▸ **Selected passage**
# # # # #
Respondent called CASA Nancy Gilbert, who had worked with the minors for
over three years. For the first year, Gilbert had visited the minors approximately once a
week. After they had moved to their present address, she saw them every two weeks, and
subsequently once a month. In the time she had known the minors, they had progressed
from being very reserved, nonverbal and uncommunicative to being outgoing, talkative,
sociable, "much more emotionally available" and "very loving." In contrast to the way
they were at first, Gilbert testified that now "they appear to be very comfortable and very
happy and very secure where they are." Gilbert testified that the D.'s "are very aware of
the need to provide a supportive and structured environment" for the minors; they kept
close track of the Minor's activities, and encouraged the minors to focus on academics
and excel in school. As a result, both minors were doing well academically. The minors
looked to the D.'s for nurturing and support, and Gilbert observed "a great deal of
affection" between them and their foster parents. Specifically with regard to the minors'
relationship with Mr. D., Gilbert noted "a great deal of camaraderie[,] of affection and
humor and just a very comfortable way of interacting and generally affectionate." Gilbert
had not seen any evidence of physical abuse, violence, or alcohol abuse around the foster
home, and there was "[a]bsolutely" no sense that the minors were fearful or
uncomfortable around the foster father. Gilbert opined that the minors' present
placement was "absolutely essential" for their continued growth; "it would just be
devastating" for the minors if they were forced to leave their placement with the D.'s and
"would undermine all the wonderful progress they have made to this date."

With regard to appellant, Gilbert testified that her actions--including hiring a
private detective to spy on them and making unannounced and unauthorized attempts to
see the minors at their schools--had been very stressful to the foster parents, and made

13


them "genuinely concerned about the [minors'] safety and well-being." Gilbert noted
that the minors had never asked to visit or live with their grandmother, and had never
even discussed her with Gilbert.
# # # # #
▸ **Data section**
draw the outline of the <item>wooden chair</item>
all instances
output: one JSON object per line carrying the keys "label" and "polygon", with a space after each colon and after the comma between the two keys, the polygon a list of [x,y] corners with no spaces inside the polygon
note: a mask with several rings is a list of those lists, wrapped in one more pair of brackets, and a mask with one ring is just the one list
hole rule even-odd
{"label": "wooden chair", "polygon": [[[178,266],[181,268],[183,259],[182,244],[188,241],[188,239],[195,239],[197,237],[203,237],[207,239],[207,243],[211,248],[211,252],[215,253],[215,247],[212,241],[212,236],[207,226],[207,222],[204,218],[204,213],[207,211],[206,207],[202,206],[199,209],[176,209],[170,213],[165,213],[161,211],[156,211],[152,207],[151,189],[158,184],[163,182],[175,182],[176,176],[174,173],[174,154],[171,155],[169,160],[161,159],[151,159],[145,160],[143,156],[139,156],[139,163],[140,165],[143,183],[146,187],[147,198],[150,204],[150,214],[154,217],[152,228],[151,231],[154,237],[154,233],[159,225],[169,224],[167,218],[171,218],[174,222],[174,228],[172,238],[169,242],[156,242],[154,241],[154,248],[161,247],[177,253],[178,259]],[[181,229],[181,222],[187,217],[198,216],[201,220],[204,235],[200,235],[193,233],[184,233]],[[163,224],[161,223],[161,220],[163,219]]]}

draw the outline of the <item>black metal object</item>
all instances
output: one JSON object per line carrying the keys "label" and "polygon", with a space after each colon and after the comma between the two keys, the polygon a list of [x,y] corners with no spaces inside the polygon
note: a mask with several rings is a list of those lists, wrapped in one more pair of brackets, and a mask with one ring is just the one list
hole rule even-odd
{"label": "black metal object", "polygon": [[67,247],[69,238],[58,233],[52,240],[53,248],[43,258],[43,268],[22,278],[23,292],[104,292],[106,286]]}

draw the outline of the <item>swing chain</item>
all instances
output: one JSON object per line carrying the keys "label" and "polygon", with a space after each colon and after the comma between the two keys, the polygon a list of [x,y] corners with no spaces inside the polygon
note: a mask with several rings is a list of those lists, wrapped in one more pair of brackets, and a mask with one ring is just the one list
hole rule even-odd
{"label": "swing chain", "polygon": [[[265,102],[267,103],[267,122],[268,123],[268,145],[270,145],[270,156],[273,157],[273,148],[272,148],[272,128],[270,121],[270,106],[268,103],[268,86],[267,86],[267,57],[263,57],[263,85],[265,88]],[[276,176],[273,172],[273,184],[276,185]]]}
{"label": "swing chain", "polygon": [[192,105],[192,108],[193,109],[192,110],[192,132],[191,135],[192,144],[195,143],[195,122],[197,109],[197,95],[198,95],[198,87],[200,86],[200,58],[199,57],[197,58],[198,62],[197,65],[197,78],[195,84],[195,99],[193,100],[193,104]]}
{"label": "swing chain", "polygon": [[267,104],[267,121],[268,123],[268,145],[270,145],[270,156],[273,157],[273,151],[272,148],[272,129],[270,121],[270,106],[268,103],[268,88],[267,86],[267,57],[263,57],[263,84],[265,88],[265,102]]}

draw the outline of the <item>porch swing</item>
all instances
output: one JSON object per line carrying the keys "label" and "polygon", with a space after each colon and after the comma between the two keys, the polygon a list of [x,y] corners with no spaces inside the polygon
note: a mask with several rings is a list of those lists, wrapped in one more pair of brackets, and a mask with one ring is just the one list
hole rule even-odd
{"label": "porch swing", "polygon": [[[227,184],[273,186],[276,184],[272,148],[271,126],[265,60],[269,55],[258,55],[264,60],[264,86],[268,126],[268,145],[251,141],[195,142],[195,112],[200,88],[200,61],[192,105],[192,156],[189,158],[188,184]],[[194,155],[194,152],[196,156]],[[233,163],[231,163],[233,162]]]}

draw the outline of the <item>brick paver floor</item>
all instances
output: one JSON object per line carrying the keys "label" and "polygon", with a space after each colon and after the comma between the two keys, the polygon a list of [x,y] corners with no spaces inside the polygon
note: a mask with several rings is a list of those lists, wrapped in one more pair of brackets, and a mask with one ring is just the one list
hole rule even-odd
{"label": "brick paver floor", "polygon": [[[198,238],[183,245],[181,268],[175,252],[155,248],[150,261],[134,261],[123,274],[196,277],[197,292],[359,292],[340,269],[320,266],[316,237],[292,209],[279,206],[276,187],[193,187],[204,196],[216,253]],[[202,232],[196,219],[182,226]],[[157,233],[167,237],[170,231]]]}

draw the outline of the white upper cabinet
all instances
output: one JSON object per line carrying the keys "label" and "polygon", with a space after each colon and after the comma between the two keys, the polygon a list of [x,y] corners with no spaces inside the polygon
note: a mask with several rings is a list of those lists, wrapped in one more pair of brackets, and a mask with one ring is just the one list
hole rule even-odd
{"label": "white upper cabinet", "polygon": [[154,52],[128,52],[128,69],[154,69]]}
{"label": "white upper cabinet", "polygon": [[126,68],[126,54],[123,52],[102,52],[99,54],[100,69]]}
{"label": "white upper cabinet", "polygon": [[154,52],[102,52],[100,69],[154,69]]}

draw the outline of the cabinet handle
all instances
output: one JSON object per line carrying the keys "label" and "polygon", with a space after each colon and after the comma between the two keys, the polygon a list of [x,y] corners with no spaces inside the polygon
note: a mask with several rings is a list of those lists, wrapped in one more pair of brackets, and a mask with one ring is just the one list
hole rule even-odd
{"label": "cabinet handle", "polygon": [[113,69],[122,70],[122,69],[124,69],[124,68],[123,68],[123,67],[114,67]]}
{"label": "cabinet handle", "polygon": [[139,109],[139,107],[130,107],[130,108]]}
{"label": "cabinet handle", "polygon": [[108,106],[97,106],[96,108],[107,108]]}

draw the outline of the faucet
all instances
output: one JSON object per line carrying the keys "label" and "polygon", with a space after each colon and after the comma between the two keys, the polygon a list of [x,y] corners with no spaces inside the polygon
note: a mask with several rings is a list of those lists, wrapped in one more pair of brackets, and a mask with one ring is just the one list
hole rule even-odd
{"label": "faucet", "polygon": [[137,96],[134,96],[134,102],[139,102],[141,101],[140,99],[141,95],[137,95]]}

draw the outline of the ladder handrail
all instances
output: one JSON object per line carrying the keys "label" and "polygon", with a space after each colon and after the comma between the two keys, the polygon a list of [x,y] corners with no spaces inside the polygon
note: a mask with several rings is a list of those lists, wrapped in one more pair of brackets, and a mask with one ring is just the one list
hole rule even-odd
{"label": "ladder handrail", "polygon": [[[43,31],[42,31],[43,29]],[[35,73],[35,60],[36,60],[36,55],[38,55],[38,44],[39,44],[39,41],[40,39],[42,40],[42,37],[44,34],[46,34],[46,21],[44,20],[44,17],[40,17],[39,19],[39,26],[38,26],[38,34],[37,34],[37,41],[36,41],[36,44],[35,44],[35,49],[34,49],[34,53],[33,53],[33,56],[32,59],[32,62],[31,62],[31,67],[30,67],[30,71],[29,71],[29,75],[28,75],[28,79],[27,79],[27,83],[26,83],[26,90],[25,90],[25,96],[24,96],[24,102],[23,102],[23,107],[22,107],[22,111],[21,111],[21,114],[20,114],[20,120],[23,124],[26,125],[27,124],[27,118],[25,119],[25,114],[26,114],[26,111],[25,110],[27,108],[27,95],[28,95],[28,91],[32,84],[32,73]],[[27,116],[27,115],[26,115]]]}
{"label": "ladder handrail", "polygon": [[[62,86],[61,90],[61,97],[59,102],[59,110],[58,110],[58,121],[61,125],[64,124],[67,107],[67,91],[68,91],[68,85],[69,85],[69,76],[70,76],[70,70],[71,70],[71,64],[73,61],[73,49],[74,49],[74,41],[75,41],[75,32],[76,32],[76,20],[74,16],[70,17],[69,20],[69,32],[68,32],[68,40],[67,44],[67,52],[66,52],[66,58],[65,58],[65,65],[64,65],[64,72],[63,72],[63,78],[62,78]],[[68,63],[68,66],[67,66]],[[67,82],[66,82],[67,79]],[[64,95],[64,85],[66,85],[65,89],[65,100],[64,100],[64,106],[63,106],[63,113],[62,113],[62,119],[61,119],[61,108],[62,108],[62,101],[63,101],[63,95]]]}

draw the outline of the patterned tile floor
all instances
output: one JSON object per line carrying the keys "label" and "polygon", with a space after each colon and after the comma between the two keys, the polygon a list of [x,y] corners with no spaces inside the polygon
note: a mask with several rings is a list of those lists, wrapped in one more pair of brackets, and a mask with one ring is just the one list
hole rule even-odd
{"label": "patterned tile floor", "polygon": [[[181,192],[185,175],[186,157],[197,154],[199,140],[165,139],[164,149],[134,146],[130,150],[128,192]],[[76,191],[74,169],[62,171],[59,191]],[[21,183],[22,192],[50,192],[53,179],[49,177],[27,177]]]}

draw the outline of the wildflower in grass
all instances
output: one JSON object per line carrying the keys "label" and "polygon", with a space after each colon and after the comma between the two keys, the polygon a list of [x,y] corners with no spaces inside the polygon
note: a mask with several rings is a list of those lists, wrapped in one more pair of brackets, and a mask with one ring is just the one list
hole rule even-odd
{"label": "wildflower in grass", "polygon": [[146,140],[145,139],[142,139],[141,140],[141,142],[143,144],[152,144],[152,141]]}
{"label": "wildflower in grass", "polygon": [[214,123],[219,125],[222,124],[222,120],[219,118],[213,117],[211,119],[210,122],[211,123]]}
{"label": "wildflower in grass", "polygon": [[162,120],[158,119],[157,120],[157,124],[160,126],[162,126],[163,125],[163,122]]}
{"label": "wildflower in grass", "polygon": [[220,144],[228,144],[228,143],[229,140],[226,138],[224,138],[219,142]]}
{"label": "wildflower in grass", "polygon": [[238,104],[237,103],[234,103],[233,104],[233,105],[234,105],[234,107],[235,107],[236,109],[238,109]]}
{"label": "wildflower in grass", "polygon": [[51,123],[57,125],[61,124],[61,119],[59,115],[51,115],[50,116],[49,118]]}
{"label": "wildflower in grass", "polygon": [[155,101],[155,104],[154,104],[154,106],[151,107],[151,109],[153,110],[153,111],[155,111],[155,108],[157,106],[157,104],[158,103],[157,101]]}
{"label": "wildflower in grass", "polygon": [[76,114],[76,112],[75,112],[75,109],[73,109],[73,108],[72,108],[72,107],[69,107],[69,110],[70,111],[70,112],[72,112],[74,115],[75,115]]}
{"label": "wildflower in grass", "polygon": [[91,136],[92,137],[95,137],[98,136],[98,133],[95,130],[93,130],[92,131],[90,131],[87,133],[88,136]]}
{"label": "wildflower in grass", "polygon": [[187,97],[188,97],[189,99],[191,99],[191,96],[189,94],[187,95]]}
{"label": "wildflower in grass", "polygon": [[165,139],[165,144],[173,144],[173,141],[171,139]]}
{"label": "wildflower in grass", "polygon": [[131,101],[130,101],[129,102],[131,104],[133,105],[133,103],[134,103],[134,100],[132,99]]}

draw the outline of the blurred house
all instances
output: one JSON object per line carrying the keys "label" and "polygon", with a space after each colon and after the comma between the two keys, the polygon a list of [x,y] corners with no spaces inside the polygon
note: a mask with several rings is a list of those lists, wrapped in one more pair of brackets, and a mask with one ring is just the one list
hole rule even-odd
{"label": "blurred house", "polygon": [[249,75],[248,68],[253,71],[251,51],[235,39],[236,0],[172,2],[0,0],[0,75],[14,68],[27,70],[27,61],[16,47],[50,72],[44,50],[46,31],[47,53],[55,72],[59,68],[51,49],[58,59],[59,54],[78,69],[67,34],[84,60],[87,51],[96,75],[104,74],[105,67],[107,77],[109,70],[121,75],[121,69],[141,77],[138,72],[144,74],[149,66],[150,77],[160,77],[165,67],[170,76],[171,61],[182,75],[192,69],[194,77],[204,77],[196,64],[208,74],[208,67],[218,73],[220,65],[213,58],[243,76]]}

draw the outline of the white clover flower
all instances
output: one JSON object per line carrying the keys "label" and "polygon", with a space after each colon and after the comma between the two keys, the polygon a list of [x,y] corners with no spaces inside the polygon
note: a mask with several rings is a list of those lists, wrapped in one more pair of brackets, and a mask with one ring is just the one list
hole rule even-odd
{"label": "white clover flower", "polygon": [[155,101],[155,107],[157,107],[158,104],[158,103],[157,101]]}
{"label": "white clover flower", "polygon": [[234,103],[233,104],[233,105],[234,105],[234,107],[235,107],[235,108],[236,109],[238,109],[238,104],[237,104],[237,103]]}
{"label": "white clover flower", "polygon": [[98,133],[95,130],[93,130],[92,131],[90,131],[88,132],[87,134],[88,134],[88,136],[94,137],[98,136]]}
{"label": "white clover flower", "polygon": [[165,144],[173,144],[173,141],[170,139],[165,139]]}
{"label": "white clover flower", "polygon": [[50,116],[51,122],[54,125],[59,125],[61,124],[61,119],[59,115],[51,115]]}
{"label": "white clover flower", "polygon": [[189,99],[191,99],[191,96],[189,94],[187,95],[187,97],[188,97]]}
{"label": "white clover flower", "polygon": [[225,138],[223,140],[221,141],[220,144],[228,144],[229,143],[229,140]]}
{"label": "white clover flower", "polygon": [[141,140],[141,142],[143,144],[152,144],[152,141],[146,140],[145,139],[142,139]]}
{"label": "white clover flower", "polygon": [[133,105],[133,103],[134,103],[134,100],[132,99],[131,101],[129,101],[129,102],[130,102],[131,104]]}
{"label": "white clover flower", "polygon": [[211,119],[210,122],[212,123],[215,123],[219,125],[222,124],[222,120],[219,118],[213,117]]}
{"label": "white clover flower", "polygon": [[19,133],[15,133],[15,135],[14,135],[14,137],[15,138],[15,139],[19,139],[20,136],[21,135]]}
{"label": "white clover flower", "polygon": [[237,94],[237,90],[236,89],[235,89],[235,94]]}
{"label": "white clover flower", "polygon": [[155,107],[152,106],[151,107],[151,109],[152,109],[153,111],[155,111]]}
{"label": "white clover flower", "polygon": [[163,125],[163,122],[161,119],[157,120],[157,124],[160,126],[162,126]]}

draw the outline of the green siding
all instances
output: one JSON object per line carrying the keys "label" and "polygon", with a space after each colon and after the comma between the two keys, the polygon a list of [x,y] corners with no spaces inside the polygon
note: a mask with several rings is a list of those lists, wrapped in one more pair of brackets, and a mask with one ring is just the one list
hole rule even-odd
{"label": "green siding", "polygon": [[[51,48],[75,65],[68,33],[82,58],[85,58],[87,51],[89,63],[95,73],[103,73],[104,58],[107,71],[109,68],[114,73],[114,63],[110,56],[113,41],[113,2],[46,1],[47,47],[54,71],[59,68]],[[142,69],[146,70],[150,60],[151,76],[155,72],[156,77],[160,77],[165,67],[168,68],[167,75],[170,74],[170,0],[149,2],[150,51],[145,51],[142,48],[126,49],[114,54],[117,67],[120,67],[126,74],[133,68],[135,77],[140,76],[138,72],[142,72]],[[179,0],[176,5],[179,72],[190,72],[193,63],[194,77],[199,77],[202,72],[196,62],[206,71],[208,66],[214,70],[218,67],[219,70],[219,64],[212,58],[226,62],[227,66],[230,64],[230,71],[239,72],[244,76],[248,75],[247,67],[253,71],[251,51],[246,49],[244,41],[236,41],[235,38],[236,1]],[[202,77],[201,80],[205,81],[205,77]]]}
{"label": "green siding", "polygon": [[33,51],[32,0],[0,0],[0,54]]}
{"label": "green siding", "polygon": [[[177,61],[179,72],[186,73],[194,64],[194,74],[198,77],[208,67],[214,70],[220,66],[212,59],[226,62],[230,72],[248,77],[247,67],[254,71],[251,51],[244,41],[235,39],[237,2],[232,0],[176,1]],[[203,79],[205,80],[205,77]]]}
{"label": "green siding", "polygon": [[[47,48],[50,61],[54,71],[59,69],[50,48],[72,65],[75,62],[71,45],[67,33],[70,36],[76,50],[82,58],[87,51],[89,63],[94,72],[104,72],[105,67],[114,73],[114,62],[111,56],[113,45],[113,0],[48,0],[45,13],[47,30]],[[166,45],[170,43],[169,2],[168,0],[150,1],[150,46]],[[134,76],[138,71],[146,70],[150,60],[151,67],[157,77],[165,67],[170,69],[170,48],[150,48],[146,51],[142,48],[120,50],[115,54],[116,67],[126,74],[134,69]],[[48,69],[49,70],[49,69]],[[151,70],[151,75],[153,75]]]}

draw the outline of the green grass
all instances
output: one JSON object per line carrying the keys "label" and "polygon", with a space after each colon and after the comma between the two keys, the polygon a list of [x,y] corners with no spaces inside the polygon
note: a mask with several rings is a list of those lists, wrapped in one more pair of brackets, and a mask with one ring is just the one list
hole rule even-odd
# # # # #
▸ **Required tasks**
a: Rewrite the CASA testimony passage, everything from "With regard to appellant, Gilbert" down to "her with Gilbert.", with "private detective" changed to "private investigator".
b: Carry the CASA testimony passage forward from the point where it stops.
The items have no connection to the CASA testimony passage.

▸ **Task answers**
a:
With regard to appellant, Gilbert testified that her actions--including hiring a
private investigator to spy on them and making unannounced and unauthorized attempts to
see the minors at their schools--had been very stressful to the foster parents, and made

13


them "genuinely concerned about the [minors'] safety and well-being." Gilbert noted
that the minors had never asked to visit or live with their grandmother, and had never
even discussed her with Gilbert.

b:
Respondent called appellant as an adverse witness.11 Appellant testified that she
went to the minors' schools to try to ensure their safety. Despite the previous witnesses'
unanimous testimony describing how the minors had made great progress and were
"flourishing" in their foster placement with the D.'s, appellant denied hearing, reading, or
otherwise receiving any information to that effect.12 She admitted that over the previous
24 months she had not tried to contact the social worker, her supervisor, CASA Gilbert,
or the minors' attorney to express her concerns about the minors' safety or their
placement with the foster family. Appellant opined that the minors' current placement
with the D.'s was dangerous to them; and that other than herself, her own attorney, the
Commissioner, and "[o]ther members of [her] family that are backing [her]," no one
involved in the case was concerned with the minors' best interests.

Appellant testified that she had driven 110 miles, or two and a half hours each
way, when she made the unannounced visit to the minors' schools that triggered the
TRO, and that she had done so without having had any prior conversations with the
minors' teachers about her concerns for the minors' safety, or otherwise trying to
determine how well they were doing in school. She had "no idea" how much money she
had paid for the private investigator hired to spy on the foster family, and did not know
whether it had been more than $15,000. Appellant confirmed that she had not seen the
minors for the previous 18 months. Despite this, and contrary to the preceding testimony

11 Initially, through her attorney, appellant invoked her Fifth Amendment "right not to
testify against herself." Appellant agreed to testify after the juvenile court granted her
immunity limiting her testimony to this civil proceeding.
12 Appellant's testimony was inconsistent on this point. On the one hand, she testified
that she did not "recall reading" the various reports from the social worker and the CASA
stating that the minors "were flourishing in their current placement with the [D.'s]."
Subsequently, and in direct contradiction to this, she testified that she made her
unannounced visit to the minors' schools because " `[she] wanted to investigate CASA's
statement the girls are flourishing in their environment.' "

14


of Pinter, Gilbert, and Wagner unanimously affirming that removal of the minors from
their foster placement would have a devastating effect on them, appellant opined that the
minors' safety depended on their removal from the D.'s, and that the only negative
consequence of taking them from their foster family and giving them to her would be the
"unintended" one of "a period of adjustment" to their "going home." Appellant testified
that she formed her negative opinion of the D.'s because they were living in a trailer and
Mr. D. was drinking a beer when she first met them.13 Appellant rejected the testimony
and reports stating that the minors had benefited from and were "flourishing" in their
foster placement with the D.'s, and instead insisted that the minors "have not developed
their own world or reality" since they had been taken from their birthmother and herself.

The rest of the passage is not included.